» Exercise
The answer must consist only of the lines from the line with "Query: shed roof" to the line with "# example output, e.g. point(88, 139)", both included, exactly as they stand below.

» Data records
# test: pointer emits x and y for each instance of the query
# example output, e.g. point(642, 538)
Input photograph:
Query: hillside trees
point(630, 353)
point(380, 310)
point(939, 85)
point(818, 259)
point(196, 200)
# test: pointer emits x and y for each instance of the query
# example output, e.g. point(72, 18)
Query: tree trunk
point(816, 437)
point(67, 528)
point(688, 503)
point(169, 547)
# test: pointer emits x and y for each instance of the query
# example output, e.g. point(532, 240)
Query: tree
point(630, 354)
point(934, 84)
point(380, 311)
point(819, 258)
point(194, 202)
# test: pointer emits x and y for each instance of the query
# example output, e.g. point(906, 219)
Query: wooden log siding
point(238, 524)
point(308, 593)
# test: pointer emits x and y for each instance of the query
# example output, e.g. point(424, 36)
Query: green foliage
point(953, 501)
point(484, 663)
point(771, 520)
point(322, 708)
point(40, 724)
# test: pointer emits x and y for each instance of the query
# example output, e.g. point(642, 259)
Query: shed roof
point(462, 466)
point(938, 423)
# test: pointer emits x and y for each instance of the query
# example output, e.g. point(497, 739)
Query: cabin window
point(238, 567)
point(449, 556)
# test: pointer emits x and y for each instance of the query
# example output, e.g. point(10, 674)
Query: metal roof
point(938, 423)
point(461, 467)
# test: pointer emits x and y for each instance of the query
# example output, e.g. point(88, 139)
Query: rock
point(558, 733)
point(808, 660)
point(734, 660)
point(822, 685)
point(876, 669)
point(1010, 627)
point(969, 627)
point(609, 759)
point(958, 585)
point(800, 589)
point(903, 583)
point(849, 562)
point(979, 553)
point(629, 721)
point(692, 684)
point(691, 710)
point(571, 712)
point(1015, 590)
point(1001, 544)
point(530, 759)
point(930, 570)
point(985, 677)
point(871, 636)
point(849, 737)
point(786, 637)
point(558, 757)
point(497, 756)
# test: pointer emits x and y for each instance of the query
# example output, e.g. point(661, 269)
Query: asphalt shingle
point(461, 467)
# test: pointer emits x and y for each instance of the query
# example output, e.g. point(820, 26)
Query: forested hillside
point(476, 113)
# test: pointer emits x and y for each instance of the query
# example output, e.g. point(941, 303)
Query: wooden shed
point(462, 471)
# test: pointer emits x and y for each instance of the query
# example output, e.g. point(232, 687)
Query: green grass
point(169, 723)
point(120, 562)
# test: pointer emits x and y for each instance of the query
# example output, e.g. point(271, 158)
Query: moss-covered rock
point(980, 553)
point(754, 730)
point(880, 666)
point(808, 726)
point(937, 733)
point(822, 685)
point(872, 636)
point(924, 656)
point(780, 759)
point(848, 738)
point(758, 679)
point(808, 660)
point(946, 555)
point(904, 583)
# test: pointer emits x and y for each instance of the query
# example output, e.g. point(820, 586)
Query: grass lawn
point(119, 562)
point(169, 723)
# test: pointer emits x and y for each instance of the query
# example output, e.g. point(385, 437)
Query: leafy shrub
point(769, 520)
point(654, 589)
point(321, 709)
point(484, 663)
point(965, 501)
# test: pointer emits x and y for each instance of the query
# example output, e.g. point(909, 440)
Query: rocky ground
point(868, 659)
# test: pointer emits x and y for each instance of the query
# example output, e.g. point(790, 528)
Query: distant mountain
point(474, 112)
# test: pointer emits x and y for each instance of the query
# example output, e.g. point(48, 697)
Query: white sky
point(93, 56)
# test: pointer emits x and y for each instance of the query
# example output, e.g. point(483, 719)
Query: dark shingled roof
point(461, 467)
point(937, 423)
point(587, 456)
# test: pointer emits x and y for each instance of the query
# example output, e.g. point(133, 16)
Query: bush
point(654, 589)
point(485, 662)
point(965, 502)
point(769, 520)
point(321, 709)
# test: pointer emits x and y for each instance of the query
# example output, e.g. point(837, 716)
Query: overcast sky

» Task output
Query: shed roof
point(462, 466)
point(938, 423)
# test: pointer emits x and y for each instance of the query
# example output, e.g. point(497, 739)
Query: cabin window
point(238, 567)
point(449, 556)
# test: pointer emits x and y for each instance of the query
# example output, e.g. point(10, 674)
Query: metal roof
point(938, 423)
point(461, 467)
# test: pointer emits x and y for each instance of the query
# example output, e.g. point(88, 139)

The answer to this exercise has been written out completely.